**Page excerpt**
-------------------------
The fifth of the twelve houses in Jyotish. Putra means child or progeny; bhava means house or state of being. It governs children, creativity, intelligence, learning — everything that flows out of you and takes a life of its own. The merit you arrived with, ripening into the things you make.
If I am honest about creativity, I would like to believe my whole life has been a creative experiment — though I have never done anything anyone would call artistic. No paintings, no poetry, no music. What I do by default is creatively solve problems. I don't look at a problem through metrics alone. I look at it in the current moment and ask what makes sense, right here, with what is actually in front of me. For most of my life I would not have used the word creative for any of this. This essay is the story of how that word found me anyway.
Two Children, Many Babies
In the physical form, yes — I have two children. But I have come to believe the energy of being a father does not stop at them. I carry it into rooms. When I meet people, something in me wants to hold space the way a parent does — not above, just alongside, with attention.
And then there are the other babies. I gave birth to the technology at Enchanting Travels. I gave birth to the technology scaling at Travelopia. These projects are used across the companies I have worked with, and I can say without embarrassment that they are my children — conceived, carried, delivered, and then handed over to the world to grow without me. I am also proud to be associated with a creative company: a friend of mine runs a creative studio, and I serve as an advisor there. Even when the making is not mine, I like being near the delivery room.
Detective Thinking, and Dad's Machines
There are, properly speaking, three kinds of reasoning: deductive (rule to result), inductive (results to rule), and abductive (the leap to the most likely explanation from incomplete clues). When I first told this story I called my favourite mode "detective thinking" — a phrase I half-invented. It turns out I had a real thing by the wrong name: what I enjoy is abduction, inference to the best explanation. It is exactly how a detective works — not proving from axioms, not generalising from a spreadsheet, but sniffing out the likeliest story from a handful of clues. That, and the freedom to simply sit and wonder, is where I am at home. Deductive and inductive rigour I can summon, but they are a learned register, not a native one.
I saw this quality first in my dad. He had a unique ability to look at a challenge, turn it over, and creatively apply problem solving — building machines, rigging fixes, making things work that had no business working. I have a feeling I do the same thing in my own medium. I have an interesting way of looking at a problem statement and arriving at a solution — not by following the manual, but by sniffing around the edges of it until something clicks.
No Writer's Block
Here is something I have noticed: writers talk about writer's block — sitting in front of the page, not knowing what to say. Put me in any situation, with any stranger, and I can strike up a conversation without thinking twice. For most of my life this has been true. Is it a great quality, to be in reactive mode, constantly talking? Probably not. But the skill has come in handy, because underneath the talking is something better: I always stayed curious. I always wanted to know the other person's story.
-------------------------
**Direction**
Retype the passage from the Putra Bhava essay above, starting at "Detective Thinking, and" and ending at "a native one.".

**Stored records**
-------------------------
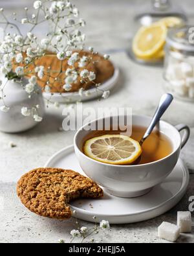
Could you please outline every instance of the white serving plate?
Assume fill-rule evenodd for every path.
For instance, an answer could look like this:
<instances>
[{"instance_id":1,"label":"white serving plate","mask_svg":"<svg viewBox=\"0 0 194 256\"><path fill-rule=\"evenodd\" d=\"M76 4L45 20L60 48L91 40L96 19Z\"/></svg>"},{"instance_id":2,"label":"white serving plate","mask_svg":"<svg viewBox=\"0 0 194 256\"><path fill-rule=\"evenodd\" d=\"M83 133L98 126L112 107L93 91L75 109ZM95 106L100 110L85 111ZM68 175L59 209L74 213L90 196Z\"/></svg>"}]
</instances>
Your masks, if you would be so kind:
<instances>
[{"instance_id":1,"label":"white serving plate","mask_svg":"<svg viewBox=\"0 0 194 256\"><path fill-rule=\"evenodd\" d=\"M86 101L99 98L102 95L103 91L111 90L116 85L119 78L119 74L118 67L114 65L114 73L111 78L98 86L98 89L96 88L91 88L83 91L81 97L78 92L63 93L62 94L54 93L53 95L51 95L50 93L45 92L43 93L43 96L47 99L50 99L52 102L59 103L73 103L77 101ZM88 93L89 93L89 95L86 95Z\"/></svg>"},{"instance_id":2,"label":"white serving plate","mask_svg":"<svg viewBox=\"0 0 194 256\"><path fill-rule=\"evenodd\" d=\"M54 154L45 167L72 169L84 175L76 159L74 146L67 147ZM71 202L72 210L81 220L94 222L107 220L111 224L138 222L158 216L176 205L186 192L189 174L180 159L171 174L148 194L135 198L122 198L104 191L99 199L79 199Z\"/></svg>"}]
</instances>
-------------------------
**Answer in full**
Detective Thinking, and Dad's Machines
There are, properly speaking, three kinds of reasoning: deductive (rule to result), inductive (results to rule), and abductive (the leap to the most likely explanation from incomplete clues). When I first told this story I called my favourite mode "detective thinking" — a phrase I half-invented. It turns out I had a real thing by the wrong name: what I enjoy is abduction, inference to the best explanation. It is exactly how a detective works — not proving from axioms, not generalising from a spreadsheet, but sniffing out the likeliest story from a handful of clues. That, and the freedom to simply sit and wonder, is where I am at home. Deductive and inductive rigour I can summon, but they are a learned register, not a native one.